> _TASK DETAILS_: Show each line of the rows below that contains the string "stone". Matches are case-sensitive.

> _ENTRIES_:
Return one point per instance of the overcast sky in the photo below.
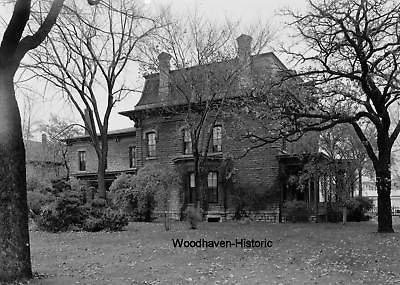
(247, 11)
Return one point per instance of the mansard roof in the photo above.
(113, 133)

* * *

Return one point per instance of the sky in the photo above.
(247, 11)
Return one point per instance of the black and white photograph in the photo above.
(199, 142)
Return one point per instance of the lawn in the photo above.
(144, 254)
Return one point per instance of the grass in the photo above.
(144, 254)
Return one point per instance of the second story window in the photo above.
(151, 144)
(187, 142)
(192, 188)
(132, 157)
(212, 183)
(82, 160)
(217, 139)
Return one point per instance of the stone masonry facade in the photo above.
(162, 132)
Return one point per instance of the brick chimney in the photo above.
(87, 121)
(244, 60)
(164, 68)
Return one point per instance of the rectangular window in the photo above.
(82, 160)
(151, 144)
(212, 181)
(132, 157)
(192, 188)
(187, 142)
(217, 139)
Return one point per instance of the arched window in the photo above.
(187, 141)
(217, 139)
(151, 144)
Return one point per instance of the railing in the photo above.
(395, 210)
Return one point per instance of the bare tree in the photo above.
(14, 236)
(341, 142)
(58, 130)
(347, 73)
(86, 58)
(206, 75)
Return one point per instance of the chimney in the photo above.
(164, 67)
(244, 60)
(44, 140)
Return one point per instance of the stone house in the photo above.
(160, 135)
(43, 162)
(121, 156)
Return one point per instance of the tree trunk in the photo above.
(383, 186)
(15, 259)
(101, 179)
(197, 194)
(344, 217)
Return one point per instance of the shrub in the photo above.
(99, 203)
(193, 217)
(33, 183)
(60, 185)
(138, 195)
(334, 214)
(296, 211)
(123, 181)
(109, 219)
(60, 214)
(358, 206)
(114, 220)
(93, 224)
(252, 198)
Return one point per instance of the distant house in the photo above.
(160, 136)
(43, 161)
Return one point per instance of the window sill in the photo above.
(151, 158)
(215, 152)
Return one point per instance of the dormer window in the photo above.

* * *

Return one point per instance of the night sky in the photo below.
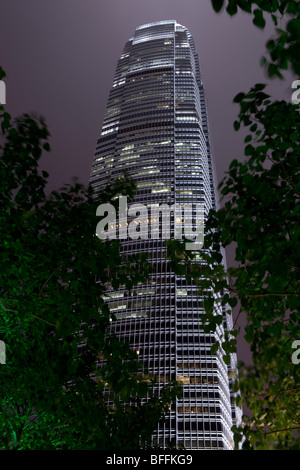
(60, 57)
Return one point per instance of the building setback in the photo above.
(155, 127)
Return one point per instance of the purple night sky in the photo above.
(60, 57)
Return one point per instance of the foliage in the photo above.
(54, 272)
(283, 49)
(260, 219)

> _ANSWER BELOW_:
Return one point per instance of the stone masonry facade in the photo above.
Return one point per instance of the stone house in the photo above.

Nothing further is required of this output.